━━━━━ Information supplied ━━━━━

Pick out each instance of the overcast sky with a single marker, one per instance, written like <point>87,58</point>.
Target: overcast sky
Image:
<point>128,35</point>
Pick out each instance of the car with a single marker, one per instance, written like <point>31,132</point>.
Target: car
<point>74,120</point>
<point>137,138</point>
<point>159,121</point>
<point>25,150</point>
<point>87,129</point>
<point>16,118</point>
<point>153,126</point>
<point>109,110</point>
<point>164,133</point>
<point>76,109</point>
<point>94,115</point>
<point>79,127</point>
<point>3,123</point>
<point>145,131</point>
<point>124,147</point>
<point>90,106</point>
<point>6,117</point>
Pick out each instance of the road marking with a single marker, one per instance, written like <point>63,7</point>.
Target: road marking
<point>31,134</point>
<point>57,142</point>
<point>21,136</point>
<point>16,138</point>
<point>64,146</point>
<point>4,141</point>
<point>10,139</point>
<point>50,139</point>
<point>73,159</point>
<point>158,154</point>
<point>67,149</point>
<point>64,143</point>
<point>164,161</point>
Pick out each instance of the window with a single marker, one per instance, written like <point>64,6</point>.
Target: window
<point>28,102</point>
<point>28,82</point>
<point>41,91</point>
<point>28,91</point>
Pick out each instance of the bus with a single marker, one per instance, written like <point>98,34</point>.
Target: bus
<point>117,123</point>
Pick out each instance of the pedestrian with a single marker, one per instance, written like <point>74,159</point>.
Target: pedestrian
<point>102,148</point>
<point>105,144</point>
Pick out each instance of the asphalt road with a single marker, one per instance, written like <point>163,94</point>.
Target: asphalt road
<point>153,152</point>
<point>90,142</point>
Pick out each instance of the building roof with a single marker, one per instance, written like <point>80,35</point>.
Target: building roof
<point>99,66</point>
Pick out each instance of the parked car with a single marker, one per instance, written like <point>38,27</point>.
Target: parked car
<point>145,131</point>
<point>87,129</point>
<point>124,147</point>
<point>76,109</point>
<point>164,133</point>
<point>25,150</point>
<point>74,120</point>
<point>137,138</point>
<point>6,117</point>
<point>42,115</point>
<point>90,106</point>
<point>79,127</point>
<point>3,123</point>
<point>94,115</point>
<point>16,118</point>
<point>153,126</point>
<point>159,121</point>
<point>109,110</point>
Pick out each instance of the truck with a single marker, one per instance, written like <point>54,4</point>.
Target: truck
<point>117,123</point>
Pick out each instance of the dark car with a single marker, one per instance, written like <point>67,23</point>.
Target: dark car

━━━━━

Stated problem | Every record should be repeated exactly; please leave none out.

The output |
Pick out each instance of the overcast sky with a single marker, one per instance, written like <point>87,58</point>.
Target: overcast sky
Image:
<point>128,35</point>
Pick out each instance of the car with a single marker, one per instance, written like <point>31,132</point>.
Target: car
<point>74,120</point>
<point>137,138</point>
<point>159,121</point>
<point>25,150</point>
<point>87,129</point>
<point>16,118</point>
<point>153,126</point>
<point>109,110</point>
<point>164,133</point>
<point>76,109</point>
<point>94,115</point>
<point>79,127</point>
<point>3,123</point>
<point>145,131</point>
<point>124,147</point>
<point>90,106</point>
<point>6,117</point>
Pick out each instance of the road marking with a single marker, one per instance, written like <point>63,7</point>.
Target: road marking
<point>31,134</point>
<point>57,142</point>
<point>21,136</point>
<point>16,138</point>
<point>64,146</point>
<point>4,141</point>
<point>10,139</point>
<point>50,139</point>
<point>73,159</point>
<point>158,154</point>
<point>67,149</point>
<point>64,143</point>
<point>164,161</point>
Pick out each instance of the window with a single marker, one per instance, written like <point>64,6</point>.
Target: window
<point>28,102</point>
<point>28,82</point>
<point>41,91</point>
<point>28,91</point>
Pick out each instance of the bus with a single marker, one per instance, written like <point>98,34</point>.
Target: bus
<point>117,123</point>
Pick out each instance of the pedestrian with a single marker, one per instance, written like <point>74,159</point>.
Target: pedestrian
<point>102,148</point>
<point>105,144</point>
Pick out each instance of the asphalt road with a single marker, one per instance, written like <point>163,94</point>.
Target: asphalt road
<point>153,152</point>
<point>90,142</point>
Pick out each instance of the building roof with a single marker, one per instance, written like <point>80,35</point>.
Target: building roof
<point>99,66</point>
Pick out each instance of the parked car with a single marker, one per instance, written like <point>38,27</point>.
Target: parked car
<point>145,131</point>
<point>87,129</point>
<point>124,147</point>
<point>76,109</point>
<point>164,133</point>
<point>25,150</point>
<point>74,120</point>
<point>137,138</point>
<point>6,117</point>
<point>42,115</point>
<point>90,106</point>
<point>79,127</point>
<point>3,123</point>
<point>94,115</point>
<point>16,118</point>
<point>153,126</point>
<point>159,121</point>
<point>109,110</point>
Pick out each instance of the truck with a single marker, one per instance, written like <point>54,4</point>.
Target: truck
<point>117,123</point>
Pick out each instance of the dark car with a single marker, one per instance, written like <point>67,23</point>.
Target: dark car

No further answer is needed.